-- start SELECTION --

By the definition of ψ, we have that

$$ S_{b} \bigl( fx_{0}, fx_{0}, f^{2}x_{0} \bigr) \leq \max \left \{ \begin{matrix} {\frac{1}{4b^{4}} S_{b} ( x_{0}, x_{0}, fx_{0} )} \\ {\frac{1}{4b^{4}} S_{b} ( fx_{0}, fx_{0}, f^{2}x_{0} )}\\ {\frac{1}{4b^{4}} S_{b} ( x_{0}, x_{0}, f^{2}x_{0} )} \end{matrix} \right \}. $$

(2)

But

$$\begin{aligned} \frac{1}{4b^{4}} S_{b} \bigl( x_{0}, x_{0}, f^{2}x_{0} \bigr)&\leq \frac{1}{4b^{4}} \bigl[2b S_{b} ( x_{0}, x_{0}, fx_{0} ) + b^{2} S_{b} \bigl( fx_{0}, fx_{0}, f^{2}x_{0} \bigr) \bigr] \\ &\leq \max \biggl\{ \frac{1}{b^{3}} S_{b} ( x_{0}, x_{0}, fx_{0} ) , \frac{1}{2b^{2}} S_{b} \bigl( fx_{0}, fx_{0}, f^{2}x_{0} \bigr) \biggr\} . \end{aligned}$$

From (2) we have that

$$\begin{aligned} S_{b} \bigl( fx_{0}, fx_{0}, f^{2}x_{0} \bigr) \leq \max \biggl\{ \frac{1}{b^{3}} S_{b} ( x_{0}, x_{0}, fx_{0} ) , \frac{1}{2b^{2}} S_{b} \bigl( fx_{0}, fx_{0}, f^{2}x_{0} \bigr) \biggr\} . \end{aligned}$$

If \(\frac{1}{2b^{2}} S_{b} ( fx_{0}, fx_{0}, f^{2}x_{0} )\) is maximum, we get a contradiction. Hence

$$ S_{b} \bigl( fx_{0}, fx_{0}, f^{2}x_{0} \bigr) \leq \frac{1}{b^{3}} S_{b} ( x_{0}, x_{0}, fx_{0} ). $$

(3)

-- end SELECTION --
-- start MATERIAL --

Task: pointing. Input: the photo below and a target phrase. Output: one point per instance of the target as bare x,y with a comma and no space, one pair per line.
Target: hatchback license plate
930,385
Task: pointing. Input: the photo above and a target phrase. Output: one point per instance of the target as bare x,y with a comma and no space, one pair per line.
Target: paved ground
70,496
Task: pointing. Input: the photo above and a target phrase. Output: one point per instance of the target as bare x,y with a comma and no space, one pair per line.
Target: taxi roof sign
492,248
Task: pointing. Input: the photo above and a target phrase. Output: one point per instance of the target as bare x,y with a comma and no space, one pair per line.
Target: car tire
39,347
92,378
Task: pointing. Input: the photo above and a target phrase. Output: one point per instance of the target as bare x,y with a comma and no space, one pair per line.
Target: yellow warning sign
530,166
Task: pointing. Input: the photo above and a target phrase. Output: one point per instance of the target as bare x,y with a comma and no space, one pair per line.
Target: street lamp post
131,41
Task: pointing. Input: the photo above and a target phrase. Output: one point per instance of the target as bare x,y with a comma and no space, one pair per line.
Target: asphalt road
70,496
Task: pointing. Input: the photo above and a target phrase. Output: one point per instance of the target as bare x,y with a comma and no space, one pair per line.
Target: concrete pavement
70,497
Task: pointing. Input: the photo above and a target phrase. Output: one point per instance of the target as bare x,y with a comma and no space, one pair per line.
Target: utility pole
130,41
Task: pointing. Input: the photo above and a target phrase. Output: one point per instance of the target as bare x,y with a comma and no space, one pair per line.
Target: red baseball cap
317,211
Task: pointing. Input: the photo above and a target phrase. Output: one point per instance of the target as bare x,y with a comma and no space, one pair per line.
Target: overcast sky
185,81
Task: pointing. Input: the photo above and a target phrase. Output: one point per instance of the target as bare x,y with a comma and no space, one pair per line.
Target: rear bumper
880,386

-- end MATERIAL --

**PROMPT:**
In the proof excerpt, shorten the paragraph beginning "If" together with the inequality it concludes in, numbered (3), keeping its main facts. The rows play no part in the work here.

**REPLY TO THE TASK:**
Taking (1/(2b²)) S_b(fx₀, fx₀, f²x₀) as the maximum leads to a contradiction. So inequality (3) holds: S_b(fx₀, fx₀, f²x₀) ≤ (1/b³) S_b(x₀, x₀, fx₀).